§ **TASK PROMPT**
Extract every line of the records below that contains the word "metal", and copy each line in full. Case counts when matching.

╔══

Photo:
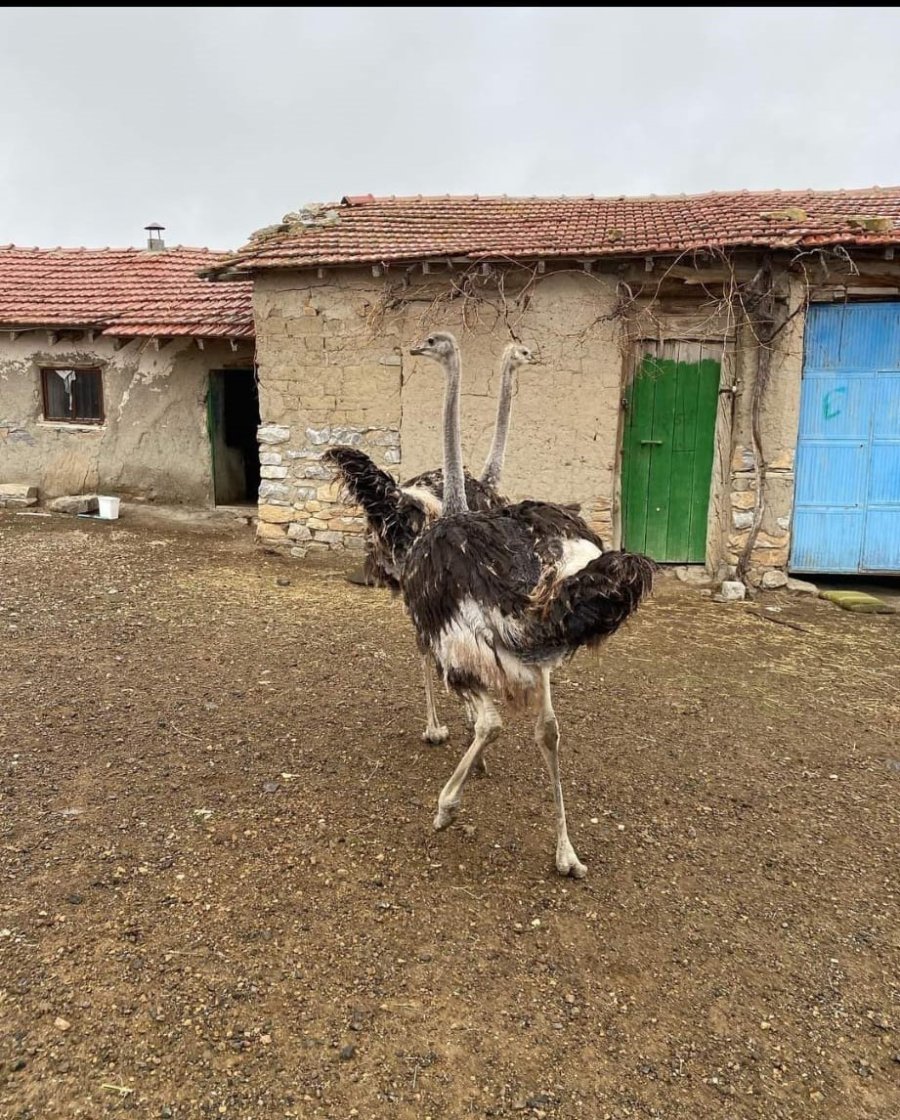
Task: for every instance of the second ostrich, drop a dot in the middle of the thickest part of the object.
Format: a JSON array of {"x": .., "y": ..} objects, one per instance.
[
  {"x": 499, "y": 598},
  {"x": 396, "y": 513}
]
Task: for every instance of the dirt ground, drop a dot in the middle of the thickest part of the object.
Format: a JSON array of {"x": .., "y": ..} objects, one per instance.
[{"x": 221, "y": 894}]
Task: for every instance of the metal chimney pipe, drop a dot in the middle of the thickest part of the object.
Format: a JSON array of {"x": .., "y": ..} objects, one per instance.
[{"x": 155, "y": 232}]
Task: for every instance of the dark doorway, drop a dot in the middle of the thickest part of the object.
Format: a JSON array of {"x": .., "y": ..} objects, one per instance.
[{"x": 233, "y": 414}]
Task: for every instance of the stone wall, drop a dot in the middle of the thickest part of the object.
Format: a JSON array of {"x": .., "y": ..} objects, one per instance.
[
  {"x": 335, "y": 369},
  {"x": 779, "y": 423},
  {"x": 153, "y": 441}
]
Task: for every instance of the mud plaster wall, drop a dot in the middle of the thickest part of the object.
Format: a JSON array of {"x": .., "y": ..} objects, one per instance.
[
  {"x": 334, "y": 370},
  {"x": 153, "y": 442}
]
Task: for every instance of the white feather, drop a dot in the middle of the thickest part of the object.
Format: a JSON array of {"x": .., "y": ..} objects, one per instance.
[{"x": 575, "y": 556}]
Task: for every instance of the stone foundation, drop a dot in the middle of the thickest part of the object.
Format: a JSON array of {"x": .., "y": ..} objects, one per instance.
[
  {"x": 771, "y": 548},
  {"x": 300, "y": 503}
]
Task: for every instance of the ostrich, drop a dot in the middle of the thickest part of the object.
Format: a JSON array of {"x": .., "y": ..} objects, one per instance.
[
  {"x": 499, "y": 598},
  {"x": 397, "y": 513}
]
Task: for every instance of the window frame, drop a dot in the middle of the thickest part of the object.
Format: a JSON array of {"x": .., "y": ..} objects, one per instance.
[{"x": 93, "y": 421}]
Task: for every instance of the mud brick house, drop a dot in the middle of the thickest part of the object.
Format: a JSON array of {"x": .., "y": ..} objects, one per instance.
[
  {"x": 121, "y": 371},
  {"x": 720, "y": 379}
]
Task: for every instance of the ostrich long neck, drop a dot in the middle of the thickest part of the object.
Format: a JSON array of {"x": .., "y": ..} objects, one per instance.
[
  {"x": 494, "y": 463},
  {"x": 453, "y": 479}
]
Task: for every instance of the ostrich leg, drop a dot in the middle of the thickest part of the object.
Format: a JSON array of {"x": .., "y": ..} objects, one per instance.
[
  {"x": 546, "y": 734},
  {"x": 434, "y": 733},
  {"x": 487, "y": 727},
  {"x": 437, "y": 733}
]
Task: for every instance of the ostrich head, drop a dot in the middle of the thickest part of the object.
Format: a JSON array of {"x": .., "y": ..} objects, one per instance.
[
  {"x": 440, "y": 346},
  {"x": 517, "y": 355}
]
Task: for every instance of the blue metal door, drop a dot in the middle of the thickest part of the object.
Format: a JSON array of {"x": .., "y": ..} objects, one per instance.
[{"x": 846, "y": 503}]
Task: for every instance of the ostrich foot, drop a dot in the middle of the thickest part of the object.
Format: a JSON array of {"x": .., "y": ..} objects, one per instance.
[
  {"x": 436, "y": 735},
  {"x": 568, "y": 861},
  {"x": 447, "y": 814}
]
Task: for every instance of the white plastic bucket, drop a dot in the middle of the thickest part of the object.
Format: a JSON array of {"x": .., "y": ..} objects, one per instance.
[{"x": 108, "y": 507}]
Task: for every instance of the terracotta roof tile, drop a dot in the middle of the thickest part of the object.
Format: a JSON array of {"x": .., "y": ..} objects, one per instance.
[
  {"x": 364, "y": 230},
  {"x": 122, "y": 291}
]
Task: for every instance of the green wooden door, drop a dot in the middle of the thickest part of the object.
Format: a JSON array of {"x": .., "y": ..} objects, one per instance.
[{"x": 667, "y": 450}]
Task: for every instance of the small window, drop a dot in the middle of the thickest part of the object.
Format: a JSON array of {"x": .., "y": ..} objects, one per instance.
[{"x": 73, "y": 395}]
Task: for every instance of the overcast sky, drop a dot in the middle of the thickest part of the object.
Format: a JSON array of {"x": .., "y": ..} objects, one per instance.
[{"x": 217, "y": 121}]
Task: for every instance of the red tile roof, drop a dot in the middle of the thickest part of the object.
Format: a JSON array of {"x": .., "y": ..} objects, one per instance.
[
  {"x": 364, "y": 230},
  {"x": 122, "y": 291}
]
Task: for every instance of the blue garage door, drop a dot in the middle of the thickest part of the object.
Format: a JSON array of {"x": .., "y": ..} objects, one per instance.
[{"x": 846, "y": 505}]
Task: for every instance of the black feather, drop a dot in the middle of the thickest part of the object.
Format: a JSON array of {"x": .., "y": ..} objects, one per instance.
[
  {"x": 506, "y": 560},
  {"x": 394, "y": 519}
]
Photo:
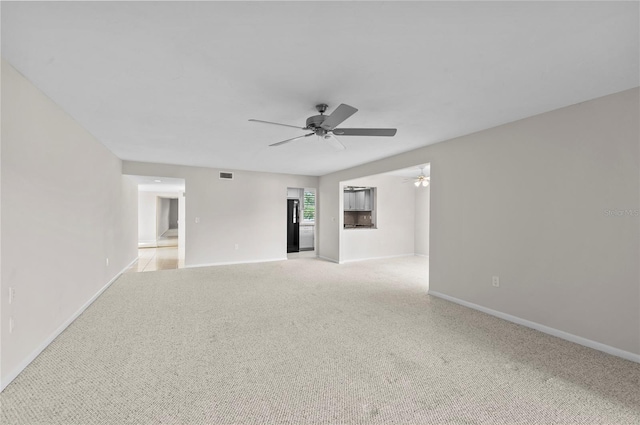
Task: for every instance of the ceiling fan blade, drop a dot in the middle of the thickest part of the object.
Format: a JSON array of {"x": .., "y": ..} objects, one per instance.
[
  {"x": 276, "y": 123},
  {"x": 365, "y": 131},
  {"x": 341, "y": 113},
  {"x": 334, "y": 142},
  {"x": 291, "y": 140}
]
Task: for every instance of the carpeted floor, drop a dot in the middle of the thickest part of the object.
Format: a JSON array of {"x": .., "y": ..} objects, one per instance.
[{"x": 309, "y": 342}]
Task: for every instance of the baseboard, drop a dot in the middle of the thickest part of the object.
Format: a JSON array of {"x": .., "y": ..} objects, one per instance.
[
  {"x": 375, "y": 258},
  {"x": 229, "y": 263},
  {"x": 542, "y": 328},
  {"x": 332, "y": 260},
  {"x": 4, "y": 383}
]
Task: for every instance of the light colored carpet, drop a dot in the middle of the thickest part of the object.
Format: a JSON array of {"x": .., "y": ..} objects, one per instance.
[{"x": 308, "y": 342}]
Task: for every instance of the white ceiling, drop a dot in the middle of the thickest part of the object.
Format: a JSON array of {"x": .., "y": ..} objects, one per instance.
[
  {"x": 176, "y": 82},
  {"x": 158, "y": 184}
]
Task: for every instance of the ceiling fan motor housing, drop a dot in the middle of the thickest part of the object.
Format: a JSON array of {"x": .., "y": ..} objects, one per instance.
[{"x": 314, "y": 123}]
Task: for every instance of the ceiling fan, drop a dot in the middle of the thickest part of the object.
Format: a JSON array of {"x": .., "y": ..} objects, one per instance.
[{"x": 325, "y": 126}]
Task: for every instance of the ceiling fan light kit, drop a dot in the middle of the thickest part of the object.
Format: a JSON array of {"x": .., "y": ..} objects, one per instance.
[{"x": 324, "y": 126}]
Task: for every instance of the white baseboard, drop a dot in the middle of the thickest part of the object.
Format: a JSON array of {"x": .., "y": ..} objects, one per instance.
[
  {"x": 375, "y": 258},
  {"x": 545, "y": 329},
  {"x": 229, "y": 263},
  {"x": 13, "y": 374},
  {"x": 332, "y": 260}
]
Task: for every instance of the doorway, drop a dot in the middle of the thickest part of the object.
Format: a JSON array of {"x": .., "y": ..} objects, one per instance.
[
  {"x": 301, "y": 221},
  {"x": 293, "y": 225},
  {"x": 167, "y": 221},
  {"x": 161, "y": 223}
]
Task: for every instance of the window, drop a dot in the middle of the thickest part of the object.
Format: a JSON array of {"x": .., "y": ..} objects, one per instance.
[{"x": 309, "y": 207}]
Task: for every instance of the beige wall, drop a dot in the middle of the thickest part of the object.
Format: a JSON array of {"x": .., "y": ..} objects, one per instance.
[
  {"x": 249, "y": 211},
  {"x": 394, "y": 232},
  {"x": 528, "y": 201},
  {"x": 422, "y": 197},
  {"x": 66, "y": 208}
]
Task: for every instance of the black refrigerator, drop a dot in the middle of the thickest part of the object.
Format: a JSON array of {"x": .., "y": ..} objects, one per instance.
[{"x": 293, "y": 225}]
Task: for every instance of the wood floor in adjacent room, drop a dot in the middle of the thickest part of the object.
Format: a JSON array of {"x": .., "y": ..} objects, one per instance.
[
  {"x": 310, "y": 342},
  {"x": 154, "y": 259}
]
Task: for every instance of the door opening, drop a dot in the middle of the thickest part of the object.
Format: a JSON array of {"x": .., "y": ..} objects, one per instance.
[{"x": 293, "y": 225}]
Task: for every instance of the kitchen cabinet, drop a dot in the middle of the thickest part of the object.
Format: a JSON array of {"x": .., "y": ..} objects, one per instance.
[
  {"x": 359, "y": 200},
  {"x": 349, "y": 201}
]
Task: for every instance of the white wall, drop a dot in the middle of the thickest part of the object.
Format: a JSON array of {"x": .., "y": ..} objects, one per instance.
[
  {"x": 422, "y": 197},
  {"x": 394, "y": 232},
  {"x": 249, "y": 211},
  {"x": 66, "y": 208},
  {"x": 528, "y": 201}
]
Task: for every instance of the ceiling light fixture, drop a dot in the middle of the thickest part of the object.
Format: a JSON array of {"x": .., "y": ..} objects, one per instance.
[{"x": 422, "y": 179}]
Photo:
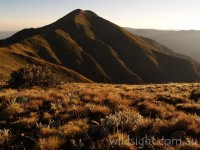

╚══

§ **EXPECTED ANSWER**
Task: for every instance of the metal chimney pipe, drop a dot in the middle of the thickest part of the object.
Task: for every instance of the blue metal door, drop a dot in the middle of the thickest part of the object.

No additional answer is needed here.